モンゴル料理「ツォイワン」を紹介した下の文章を、初めから終わりまで一字も変えずに書き写しなさい。

=== 本文抜粋 ===

行方市で暮らすモンゴル人のボルド・ゾルジャルガルさん(37)は、モンゴルの伝統的な家庭料理「ツォイワン」について、手作りのレシピ資料まで用意して丁寧に教えてくれた。メイン材料は、長さ5~7㌢ほどの平らな麺。小麦粉を素材に家庭ごとに打つのが普通で、ほかの具材と合わせて、スープの中で煮込む。
肉と野菜など具が多いのと、油を絡めてあることもあってボリューム十分。雄大なモンゴルのイメージとぴったりだ。
ボルドさんは昨年の11月から、地域おこし協力隊員として同市企画政策課に勤務。同隊の任命は、地域外の目線で地域を盛り上げるのが狙い。全国で行われているが、外国人隊員はまれだ。
行方市との縁は、昨年にモンゴル語の通訳としてやってきたのが最初。「自然がいっぱいで、みんなが優しくて、すぐに大好きになった」。同市の要望もあって任命につながった。
来日は、少しさかのぼって2015年。それ以前、モンゴルでは、音楽家として活動した時期もある。
音楽家だった当時、大相撲を好きになったのが日本との最初の縁。日本語の学習を始め、やがて、日本の科学技術への関心も深めた。石川県の大学院への入学を決めて、来日。モンゴル人の夫と2人の子どもも一緒に来た。
「実は、料理は得意ではないんです」。モンゴルでは、家事の担当に男女差はなく、夫のバーランフーさんは積極的に台所に立つタイプ。ツォイワンを教えてくれたのは、「日本とモンゴルの架け橋になりたい」という夢があるから。食文化も、両国で伝え合えたら楽しいだろうと思っているものの1つ。

=== 抜粋データ ===

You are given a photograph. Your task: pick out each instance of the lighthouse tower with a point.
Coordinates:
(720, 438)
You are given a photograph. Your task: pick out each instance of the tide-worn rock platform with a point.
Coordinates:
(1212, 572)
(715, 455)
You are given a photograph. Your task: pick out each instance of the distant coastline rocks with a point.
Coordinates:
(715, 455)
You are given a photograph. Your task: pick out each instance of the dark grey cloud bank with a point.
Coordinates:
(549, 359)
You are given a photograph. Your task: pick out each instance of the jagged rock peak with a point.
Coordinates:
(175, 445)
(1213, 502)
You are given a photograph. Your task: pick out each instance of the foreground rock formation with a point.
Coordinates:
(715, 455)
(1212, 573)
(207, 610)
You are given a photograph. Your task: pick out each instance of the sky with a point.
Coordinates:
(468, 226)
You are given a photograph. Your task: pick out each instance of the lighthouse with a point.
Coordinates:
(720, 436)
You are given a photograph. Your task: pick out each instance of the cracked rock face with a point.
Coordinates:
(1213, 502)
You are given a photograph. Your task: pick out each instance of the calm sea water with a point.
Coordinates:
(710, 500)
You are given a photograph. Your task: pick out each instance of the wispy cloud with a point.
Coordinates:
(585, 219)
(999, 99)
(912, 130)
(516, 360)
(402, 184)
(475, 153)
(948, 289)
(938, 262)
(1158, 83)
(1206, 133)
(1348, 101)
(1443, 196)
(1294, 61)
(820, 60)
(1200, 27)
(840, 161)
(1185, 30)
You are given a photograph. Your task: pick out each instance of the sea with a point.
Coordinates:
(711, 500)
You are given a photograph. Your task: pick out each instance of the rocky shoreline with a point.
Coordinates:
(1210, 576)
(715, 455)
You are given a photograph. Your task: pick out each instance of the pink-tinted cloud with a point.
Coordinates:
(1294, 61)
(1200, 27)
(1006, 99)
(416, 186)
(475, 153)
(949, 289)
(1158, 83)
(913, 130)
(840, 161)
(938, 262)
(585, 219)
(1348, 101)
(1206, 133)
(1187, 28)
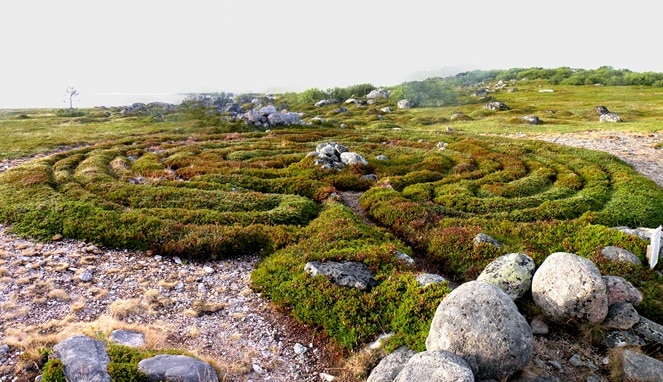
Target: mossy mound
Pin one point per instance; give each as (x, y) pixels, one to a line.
(212, 195)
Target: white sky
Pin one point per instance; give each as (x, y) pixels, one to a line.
(150, 48)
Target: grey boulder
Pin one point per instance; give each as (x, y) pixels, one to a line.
(569, 288)
(390, 366)
(435, 366)
(480, 323)
(84, 359)
(511, 272)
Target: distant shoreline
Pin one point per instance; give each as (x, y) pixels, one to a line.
(87, 101)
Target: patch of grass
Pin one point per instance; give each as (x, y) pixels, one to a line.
(197, 184)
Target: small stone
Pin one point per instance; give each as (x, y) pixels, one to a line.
(327, 377)
(405, 257)
(555, 364)
(426, 279)
(300, 349)
(131, 338)
(539, 327)
(622, 316)
(202, 288)
(86, 276)
(482, 238)
(576, 361)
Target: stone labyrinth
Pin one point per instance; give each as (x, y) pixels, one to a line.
(220, 194)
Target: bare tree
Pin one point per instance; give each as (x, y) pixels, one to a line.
(71, 92)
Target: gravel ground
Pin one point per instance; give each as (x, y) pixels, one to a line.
(208, 308)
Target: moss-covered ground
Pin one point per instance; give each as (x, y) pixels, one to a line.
(201, 187)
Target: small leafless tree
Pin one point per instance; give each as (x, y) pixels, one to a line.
(71, 92)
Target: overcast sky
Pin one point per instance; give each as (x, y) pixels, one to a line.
(152, 48)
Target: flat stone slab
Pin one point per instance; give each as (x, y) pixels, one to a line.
(130, 338)
(84, 359)
(350, 273)
(180, 368)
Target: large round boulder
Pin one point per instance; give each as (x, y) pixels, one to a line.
(480, 323)
(569, 289)
(511, 272)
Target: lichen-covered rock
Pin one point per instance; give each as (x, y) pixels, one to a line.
(166, 367)
(496, 106)
(569, 288)
(352, 158)
(437, 366)
(619, 254)
(425, 279)
(482, 238)
(350, 273)
(391, 365)
(84, 359)
(480, 323)
(511, 272)
(130, 338)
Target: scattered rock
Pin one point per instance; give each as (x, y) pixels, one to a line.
(496, 106)
(84, 359)
(620, 254)
(649, 329)
(482, 238)
(620, 338)
(378, 93)
(531, 119)
(511, 272)
(458, 116)
(425, 279)
(350, 158)
(403, 104)
(166, 367)
(435, 365)
(404, 257)
(620, 290)
(480, 323)
(569, 288)
(539, 327)
(351, 274)
(622, 316)
(130, 338)
(390, 366)
(300, 349)
(327, 377)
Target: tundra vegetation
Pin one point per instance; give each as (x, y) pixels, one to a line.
(197, 183)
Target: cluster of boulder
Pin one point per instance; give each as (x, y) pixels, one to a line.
(334, 156)
(268, 116)
(606, 115)
(478, 333)
(86, 359)
(152, 108)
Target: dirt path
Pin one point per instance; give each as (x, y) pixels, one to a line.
(41, 293)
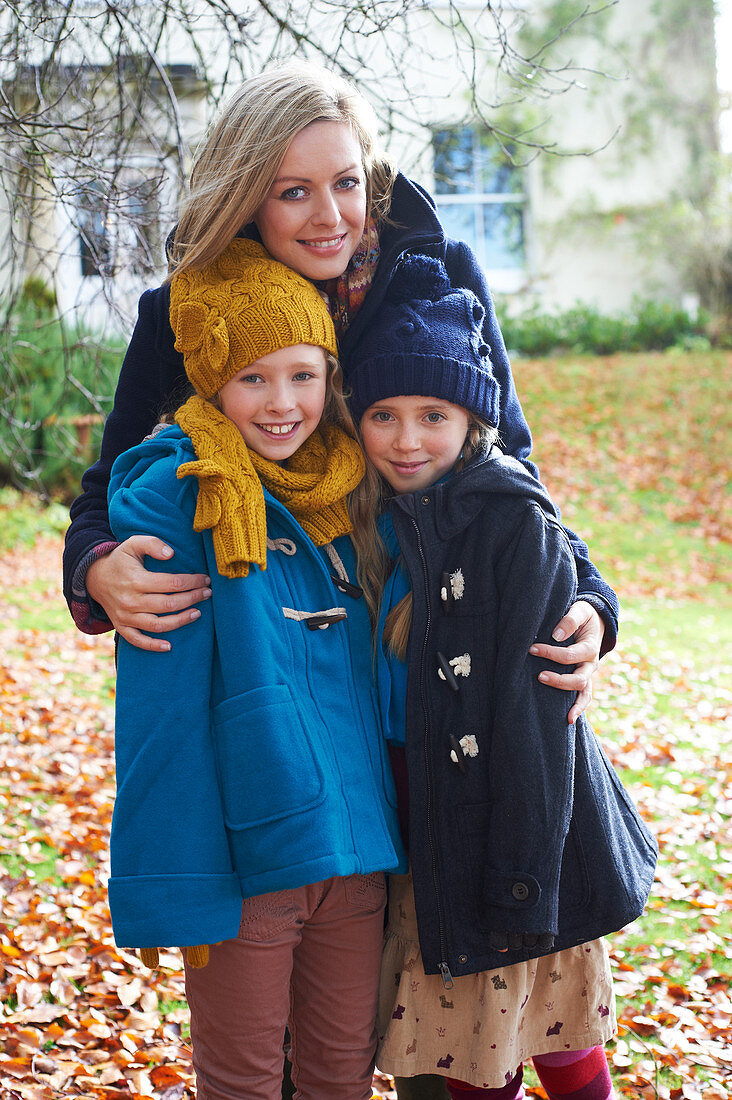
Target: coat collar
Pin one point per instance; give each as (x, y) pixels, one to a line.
(456, 502)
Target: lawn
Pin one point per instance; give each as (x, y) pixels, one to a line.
(632, 448)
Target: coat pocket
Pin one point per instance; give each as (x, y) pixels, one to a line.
(268, 767)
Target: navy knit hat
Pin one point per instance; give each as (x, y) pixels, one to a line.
(426, 339)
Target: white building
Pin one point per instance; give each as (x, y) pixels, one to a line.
(550, 229)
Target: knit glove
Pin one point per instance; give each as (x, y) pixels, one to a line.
(196, 956)
(514, 941)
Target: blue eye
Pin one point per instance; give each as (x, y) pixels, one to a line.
(293, 193)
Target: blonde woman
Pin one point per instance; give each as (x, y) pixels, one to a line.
(292, 163)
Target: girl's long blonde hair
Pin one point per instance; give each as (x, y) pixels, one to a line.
(246, 146)
(367, 503)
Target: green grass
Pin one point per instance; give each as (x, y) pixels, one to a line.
(24, 518)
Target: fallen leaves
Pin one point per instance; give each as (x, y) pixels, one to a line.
(80, 1018)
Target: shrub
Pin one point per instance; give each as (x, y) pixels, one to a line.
(56, 387)
(649, 326)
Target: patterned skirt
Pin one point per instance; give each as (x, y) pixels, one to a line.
(489, 1023)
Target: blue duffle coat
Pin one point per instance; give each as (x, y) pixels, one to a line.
(249, 757)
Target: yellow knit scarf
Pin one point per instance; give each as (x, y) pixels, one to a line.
(313, 485)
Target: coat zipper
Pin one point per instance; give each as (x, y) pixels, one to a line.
(444, 968)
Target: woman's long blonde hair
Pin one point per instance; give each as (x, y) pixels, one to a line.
(246, 146)
(366, 504)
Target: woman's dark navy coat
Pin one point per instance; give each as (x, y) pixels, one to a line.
(152, 376)
(531, 832)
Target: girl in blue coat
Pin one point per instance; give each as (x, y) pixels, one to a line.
(255, 810)
(524, 847)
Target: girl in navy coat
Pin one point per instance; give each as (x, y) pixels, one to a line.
(255, 809)
(524, 847)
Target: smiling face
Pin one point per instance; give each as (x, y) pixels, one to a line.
(276, 403)
(314, 216)
(413, 441)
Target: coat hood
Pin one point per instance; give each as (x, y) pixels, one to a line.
(481, 484)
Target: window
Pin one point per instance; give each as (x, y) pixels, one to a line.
(480, 199)
(94, 232)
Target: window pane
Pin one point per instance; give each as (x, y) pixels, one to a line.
(454, 162)
(503, 234)
(459, 221)
(469, 163)
(494, 173)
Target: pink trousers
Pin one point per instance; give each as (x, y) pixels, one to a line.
(307, 958)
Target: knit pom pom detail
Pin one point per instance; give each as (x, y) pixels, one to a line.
(422, 278)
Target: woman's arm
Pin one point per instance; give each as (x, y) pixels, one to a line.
(106, 584)
(593, 618)
(532, 747)
(172, 880)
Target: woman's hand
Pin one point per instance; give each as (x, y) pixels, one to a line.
(137, 600)
(583, 622)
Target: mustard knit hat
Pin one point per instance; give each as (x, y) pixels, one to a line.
(241, 307)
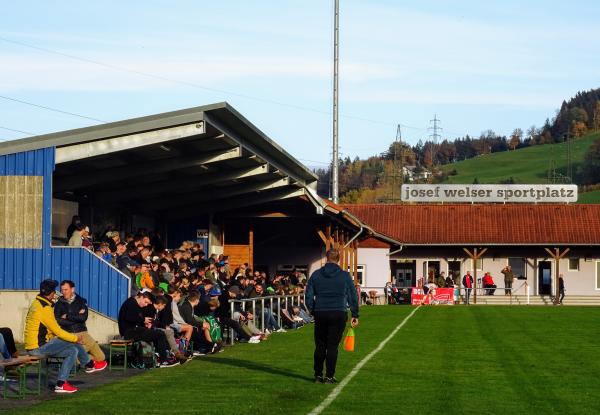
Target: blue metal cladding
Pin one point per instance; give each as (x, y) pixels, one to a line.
(26, 268)
(102, 285)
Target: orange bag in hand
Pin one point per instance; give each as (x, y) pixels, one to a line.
(349, 340)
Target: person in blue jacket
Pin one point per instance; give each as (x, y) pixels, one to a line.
(329, 292)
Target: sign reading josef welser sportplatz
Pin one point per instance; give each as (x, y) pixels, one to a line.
(489, 193)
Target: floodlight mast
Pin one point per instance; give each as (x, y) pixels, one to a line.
(335, 156)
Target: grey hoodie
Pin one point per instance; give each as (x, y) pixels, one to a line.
(331, 288)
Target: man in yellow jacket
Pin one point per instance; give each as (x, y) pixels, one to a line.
(43, 336)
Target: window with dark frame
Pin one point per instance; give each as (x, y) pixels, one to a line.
(518, 267)
(573, 264)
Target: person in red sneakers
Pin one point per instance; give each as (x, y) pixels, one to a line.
(43, 336)
(71, 313)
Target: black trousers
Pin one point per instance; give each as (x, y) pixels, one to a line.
(156, 337)
(329, 328)
(9, 340)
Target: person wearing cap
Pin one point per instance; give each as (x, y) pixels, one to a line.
(43, 336)
(328, 292)
(71, 312)
(224, 312)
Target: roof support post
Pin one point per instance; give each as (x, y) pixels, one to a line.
(475, 255)
(557, 255)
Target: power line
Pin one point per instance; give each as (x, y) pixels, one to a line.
(14, 131)
(436, 138)
(50, 108)
(195, 85)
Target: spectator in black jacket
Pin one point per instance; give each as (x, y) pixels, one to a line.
(134, 325)
(8, 349)
(161, 303)
(71, 313)
(223, 313)
(186, 309)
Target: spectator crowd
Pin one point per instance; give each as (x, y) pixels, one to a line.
(182, 304)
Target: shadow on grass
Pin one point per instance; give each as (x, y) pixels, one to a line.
(259, 367)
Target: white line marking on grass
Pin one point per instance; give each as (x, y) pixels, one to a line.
(338, 389)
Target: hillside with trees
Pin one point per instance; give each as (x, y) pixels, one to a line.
(376, 179)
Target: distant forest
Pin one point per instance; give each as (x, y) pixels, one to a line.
(369, 180)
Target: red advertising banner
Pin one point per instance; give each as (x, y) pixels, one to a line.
(433, 297)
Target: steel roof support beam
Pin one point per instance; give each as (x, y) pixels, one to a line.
(221, 205)
(127, 142)
(127, 172)
(210, 194)
(190, 185)
(249, 146)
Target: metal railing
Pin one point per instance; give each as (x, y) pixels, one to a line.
(250, 304)
(483, 290)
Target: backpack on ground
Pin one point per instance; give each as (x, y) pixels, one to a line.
(143, 355)
(215, 328)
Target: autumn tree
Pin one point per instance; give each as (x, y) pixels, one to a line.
(590, 169)
(515, 138)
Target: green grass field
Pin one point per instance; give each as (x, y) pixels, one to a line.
(528, 165)
(444, 360)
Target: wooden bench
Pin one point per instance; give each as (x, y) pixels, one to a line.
(118, 348)
(17, 368)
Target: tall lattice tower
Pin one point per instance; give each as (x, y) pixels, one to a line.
(435, 137)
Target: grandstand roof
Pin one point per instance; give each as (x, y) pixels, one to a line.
(186, 162)
(463, 224)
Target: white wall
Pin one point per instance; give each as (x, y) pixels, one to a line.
(581, 282)
(15, 304)
(62, 214)
(377, 267)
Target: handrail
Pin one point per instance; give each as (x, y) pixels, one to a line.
(512, 290)
(101, 259)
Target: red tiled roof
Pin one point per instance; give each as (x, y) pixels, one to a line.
(484, 224)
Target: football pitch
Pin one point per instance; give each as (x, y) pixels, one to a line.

===

**解答:**
行方市で暮らすモンゴル人のボルド・ゾルジャルガルさん(37)は、モンゴルの伝統的な家庭料理「ツォイワン」について、手作りのレシピ資料まで用意して丁寧に教えてくれた。メイン材料は、長さ5~7㌢ほどの平らな麺。小麦粉を素材に家庭ごとに打つのが普通で、ほかの具材と合わせて、スープの中で煮込む。
肉と野菜など具が多いのと、油を絡めてあることもあってボリューム十分。雄大なモンゴルのイメージとぴったりだ。
ボルドさんは昨年の11月から、地域おこし協力隊員として同市企画政策課に勤務。同隊の任命は、地域外の目線で地域を盛り上げるのが狙い。全国で行われているが、外国人隊員はまれだ。
行方市との縁は、昨年にモンゴル語の通訳としてやってきたのが最初。「自然がいっぱいで、みんなが優しくて、すぐに大好きになった」。同市の要望もあって任命につながった。
来日は、少しさかのぼって2015年。それ以前、モンゴルでは、音楽家として活動した時期もある。
音楽家だった当時、大相撲を好きになったのが日本との最初の縁。日本語の学習を始め、やがて、日本の科学技術への関心も深めた。石川県の大学院への入学を決めて、来日。モンゴル人の夫と2人の子どもも一緒に来た。
「実は、料理は得意ではないんです」。モンゴルでは、家事の担当に男女差はなく、夫のバーランフーさんは積極的に台所に立つタイプ。ツォイワンを教えてくれたのは、「日本とモンゴルの架け橋になりたい」という夢があるから。食文化も、両国で伝え合えたら楽しいだろうと思っているものの1つ。